▶ Reading passage:
----

This section presents all data and statistics on the campaign banners. The following chunk loads and then re-structures the dataset a bit:

lF <- list.files('_analytics')
lF <- lF[grepl("^bannerInteractions", lF)]
dataSet <- lapply(paste0("_analytics/", lF), fread)
dataSet <- rbindlist(dataSet)
dataSet$V1 <- NULL
dataSet$campaign <- NULL
# - NAs to zero
dataSet[which(is.na(dataSet), arr.ind = T)] <- 0
# - banner codes
dataSet$var_ctrl <- sapply(dataSet$bannername, function(x) {
  if (grepl("var", x)) {return("var")} else {return("ctrl")}
})
dataSet$device <- sapply(dataSet$bannername, function(x) {
  if (grepl("mobile", x)) {
    return("mobile")
  } else if (grepl("ipad", x)) {
      return("ipad")
  } else {
      return("desktop")
  }
})
dataSet$cs_nt <- sapply(dataSet$bannername, function(x) {
  if (grepl("cs", x)) {return("cs")} else {return("nt")}
})

----

▶ Exercise directions: Pick up the campaign banner analysis right after its last line of code and keep writing it.

----

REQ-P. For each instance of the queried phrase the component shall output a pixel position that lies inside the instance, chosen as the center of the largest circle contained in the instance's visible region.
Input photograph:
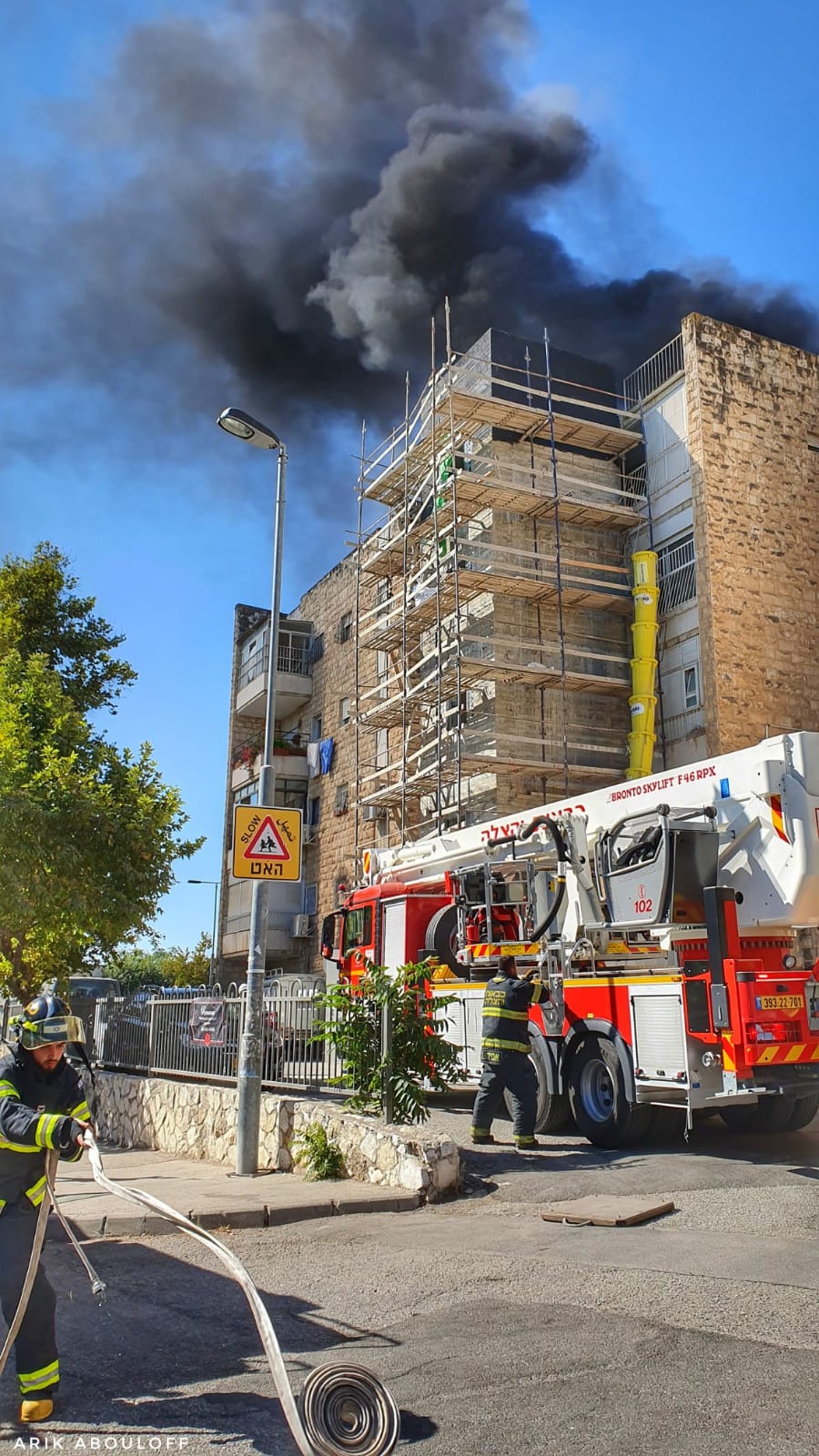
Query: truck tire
(554, 1114)
(599, 1100)
(771, 1114)
(441, 938)
(803, 1113)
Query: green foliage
(162, 966)
(421, 1055)
(317, 1154)
(87, 832)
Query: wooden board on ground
(607, 1210)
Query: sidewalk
(208, 1193)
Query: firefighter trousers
(35, 1347)
(517, 1076)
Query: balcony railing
(290, 660)
(655, 371)
(677, 575)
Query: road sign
(267, 844)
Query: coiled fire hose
(342, 1410)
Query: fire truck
(664, 916)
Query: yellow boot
(40, 1410)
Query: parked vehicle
(661, 913)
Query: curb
(115, 1227)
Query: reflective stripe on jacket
(506, 1015)
(34, 1106)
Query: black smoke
(281, 194)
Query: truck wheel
(771, 1114)
(803, 1113)
(554, 1114)
(599, 1101)
(441, 938)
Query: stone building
(473, 655)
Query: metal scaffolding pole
(357, 848)
(440, 701)
(455, 484)
(403, 664)
(558, 571)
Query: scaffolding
(493, 596)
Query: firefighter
(505, 1055)
(42, 1106)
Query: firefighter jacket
(35, 1107)
(506, 1016)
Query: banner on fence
(207, 1023)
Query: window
(691, 686)
(677, 573)
(291, 794)
(358, 928)
(253, 659)
(249, 794)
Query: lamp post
(245, 427)
(216, 884)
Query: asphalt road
(496, 1332)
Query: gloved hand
(70, 1133)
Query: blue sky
(707, 118)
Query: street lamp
(245, 427)
(216, 884)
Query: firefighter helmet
(48, 1020)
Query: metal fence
(158, 1034)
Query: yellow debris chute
(644, 702)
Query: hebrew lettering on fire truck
(661, 913)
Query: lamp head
(245, 427)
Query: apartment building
(315, 765)
(473, 654)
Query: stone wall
(198, 1122)
(754, 439)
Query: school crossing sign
(267, 844)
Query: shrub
(317, 1154)
(421, 1056)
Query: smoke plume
(284, 192)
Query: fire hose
(344, 1410)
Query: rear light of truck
(758, 1033)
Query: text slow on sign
(267, 844)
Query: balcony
(294, 681)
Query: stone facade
(735, 461)
(197, 1120)
(754, 440)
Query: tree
(421, 1056)
(162, 966)
(87, 832)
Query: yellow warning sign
(267, 844)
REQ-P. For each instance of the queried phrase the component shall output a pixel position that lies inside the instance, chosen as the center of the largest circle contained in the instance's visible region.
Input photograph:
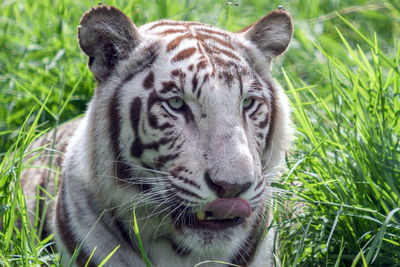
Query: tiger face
(187, 127)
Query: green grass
(342, 78)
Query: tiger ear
(271, 34)
(106, 35)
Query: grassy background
(341, 75)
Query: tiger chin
(186, 131)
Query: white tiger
(187, 129)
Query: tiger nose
(225, 189)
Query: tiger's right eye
(175, 103)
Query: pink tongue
(229, 207)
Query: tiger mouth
(206, 220)
(219, 214)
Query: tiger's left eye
(175, 103)
(247, 102)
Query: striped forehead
(200, 50)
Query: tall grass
(342, 78)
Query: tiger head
(187, 125)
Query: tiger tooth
(201, 215)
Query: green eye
(247, 102)
(175, 103)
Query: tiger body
(186, 123)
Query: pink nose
(229, 207)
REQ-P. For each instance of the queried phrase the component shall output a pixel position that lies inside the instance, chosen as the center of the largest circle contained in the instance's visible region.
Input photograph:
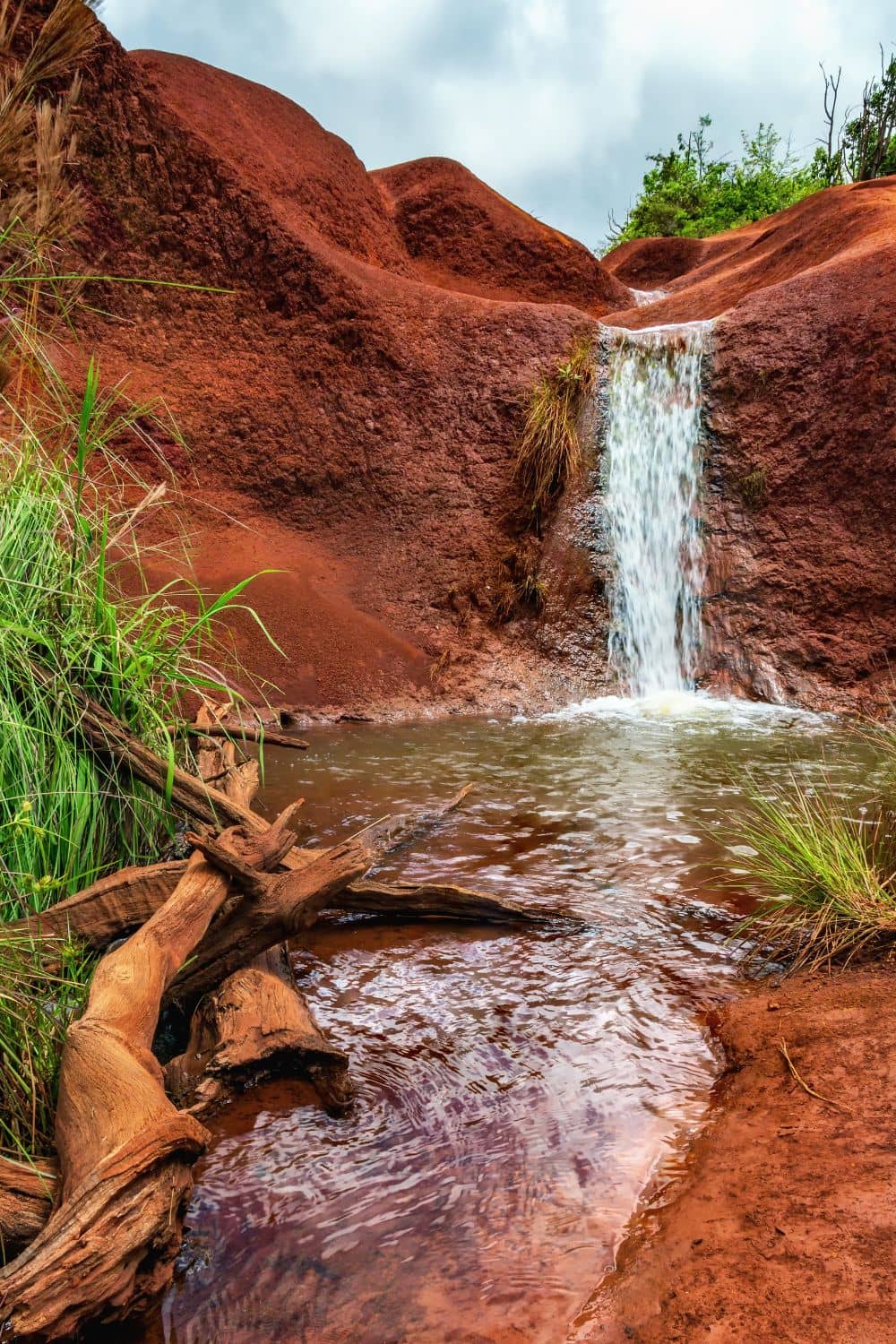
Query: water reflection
(514, 1090)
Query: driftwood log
(257, 1023)
(210, 935)
(125, 1152)
(26, 1201)
(255, 1026)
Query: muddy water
(514, 1091)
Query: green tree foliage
(686, 193)
(868, 145)
(691, 194)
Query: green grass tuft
(754, 488)
(826, 881)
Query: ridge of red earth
(336, 394)
(362, 390)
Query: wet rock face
(798, 503)
(805, 459)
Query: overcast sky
(554, 102)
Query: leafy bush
(689, 194)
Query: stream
(520, 1094)
(516, 1091)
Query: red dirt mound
(786, 1226)
(335, 390)
(362, 386)
(311, 179)
(462, 236)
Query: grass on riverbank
(826, 882)
(66, 628)
(72, 530)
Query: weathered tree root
(108, 909)
(257, 1026)
(125, 1152)
(26, 1201)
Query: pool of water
(516, 1091)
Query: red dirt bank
(357, 401)
(785, 1228)
(360, 390)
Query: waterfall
(651, 478)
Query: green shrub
(689, 194)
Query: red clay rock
(358, 397)
(368, 411)
(786, 1222)
(462, 236)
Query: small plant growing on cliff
(549, 449)
(754, 488)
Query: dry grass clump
(754, 488)
(826, 881)
(520, 586)
(549, 449)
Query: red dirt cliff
(357, 398)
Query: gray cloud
(554, 102)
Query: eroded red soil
(362, 386)
(785, 1228)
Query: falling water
(653, 467)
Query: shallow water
(514, 1091)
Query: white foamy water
(653, 468)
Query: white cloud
(555, 102)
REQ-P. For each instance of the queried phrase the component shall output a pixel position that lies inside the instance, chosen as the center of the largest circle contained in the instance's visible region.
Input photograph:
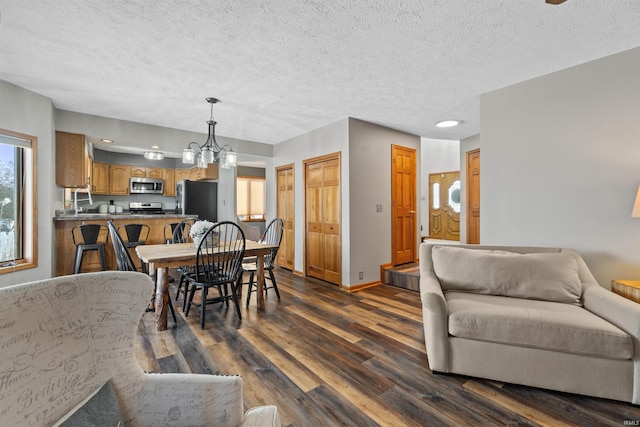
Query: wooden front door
(403, 201)
(286, 211)
(473, 196)
(322, 212)
(444, 205)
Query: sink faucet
(76, 200)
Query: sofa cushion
(539, 324)
(542, 276)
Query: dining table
(162, 257)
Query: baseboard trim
(356, 288)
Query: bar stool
(89, 237)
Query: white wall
(370, 185)
(466, 145)
(32, 114)
(560, 163)
(325, 140)
(436, 155)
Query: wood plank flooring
(327, 357)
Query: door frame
(284, 168)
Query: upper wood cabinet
(169, 178)
(211, 172)
(72, 160)
(181, 174)
(154, 173)
(144, 172)
(119, 179)
(100, 178)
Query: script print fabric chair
(218, 265)
(124, 261)
(272, 236)
(67, 336)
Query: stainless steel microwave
(145, 185)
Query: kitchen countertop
(107, 216)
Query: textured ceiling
(284, 67)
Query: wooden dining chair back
(272, 236)
(218, 265)
(124, 261)
(181, 231)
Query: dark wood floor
(326, 357)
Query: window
(17, 201)
(250, 198)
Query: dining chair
(134, 235)
(272, 236)
(181, 234)
(124, 262)
(217, 266)
(89, 237)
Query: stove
(146, 208)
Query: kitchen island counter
(65, 248)
(114, 217)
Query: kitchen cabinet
(210, 173)
(180, 174)
(169, 178)
(99, 178)
(154, 173)
(119, 179)
(72, 160)
(144, 172)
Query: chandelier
(210, 151)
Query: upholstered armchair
(62, 339)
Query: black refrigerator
(197, 198)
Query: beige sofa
(63, 339)
(532, 316)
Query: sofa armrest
(262, 416)
(434, 314)
(621, 312)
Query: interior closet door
(286, 210)
(473, 196)
(403, 204)
(444, 205)
(323, 252)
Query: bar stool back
(89, 237)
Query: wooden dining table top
(175, 255)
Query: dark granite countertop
(98, 216)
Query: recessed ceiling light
(448, 123)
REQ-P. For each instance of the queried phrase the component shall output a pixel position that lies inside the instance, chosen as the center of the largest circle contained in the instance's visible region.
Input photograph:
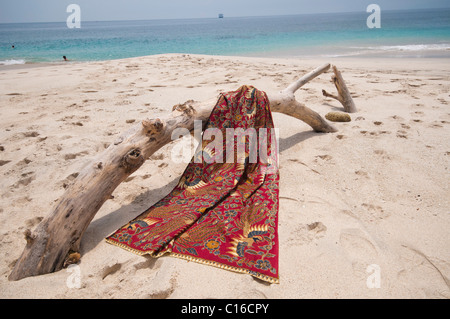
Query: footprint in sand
(373, 212)
(359, 250)
(304, 234)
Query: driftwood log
(57, 238)
(343, 96)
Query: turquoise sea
(419, 33)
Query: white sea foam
(11, 62)
(410, 47)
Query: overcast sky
(101, 10)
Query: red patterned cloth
(224, 210)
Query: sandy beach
(368, 202)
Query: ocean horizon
(409, 33)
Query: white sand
(378, 189)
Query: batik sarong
(224, 210)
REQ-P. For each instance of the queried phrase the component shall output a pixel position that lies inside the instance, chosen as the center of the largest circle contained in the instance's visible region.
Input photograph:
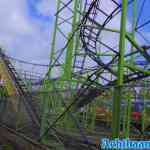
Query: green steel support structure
(119, 86)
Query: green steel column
(118, 88)
(53, 44)
(70, 48)
(47, 85)
(133, 25)
(127, 114)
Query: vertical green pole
(127, 115)
(67, 76)
(144, 107)
(118, 88)
(53, 44)
(133, 25)
(45, 100)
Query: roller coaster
(96, 84)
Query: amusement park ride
(96, 84)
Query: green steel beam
(46, 85)
(118, 88)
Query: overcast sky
(25, 28)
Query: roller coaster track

----

▶ Response to the task:
2. Campaign Pageviews

This section presents all data and statistics on the campaign pages.

The following chunk loads and then re-structures the dataset a bit. NOTE. The 3all campaign tag was observed only once, on 2020/05/14, and is removed from analysis.

lF <- list.files('_analytics')
lF <- lF[grepl("^pageviewsAggregated", lF)]
dataSet <- lapply(paste0("_analytics/", lF), fread)
dataSet <- rbindlist(dataSet)
dataSet$V1 <- NULL
dataSet$campaign <- NULL
# - expand grid to account for missing observations per day
dS <- expand.grid(unique(dataSet$Tag), 
                  unique(dataSet$Page), 
                  unique(dataSet$date), 
                  stringsAsFactors = F)
colnames(dS) <- c('Tag', 'Page', 'date')
dS <- dS %>% 
  left_join(dataSet, 
            by = c("Tag", "Page", "date"))
dataSet <- dS; rm(dS)
dataSet$Pageviews[is.na(dataSet$Pageviews)] <- 0
# - banner codes
dataSet$var_ctrl <- sapply(dataSet$Tag, function(x) {
  if (grepl("var", x)) {return("var")} else {return("ctrl")}
})
dataSet$device <- sapply(dataSet$Tag, function(x) {
  if (grepl("mobile", x)) {
    return("mobile")
  } else if (grepl("ipad", x)) {
      return("ipad")
  } else {
      return("desktop")
  }
})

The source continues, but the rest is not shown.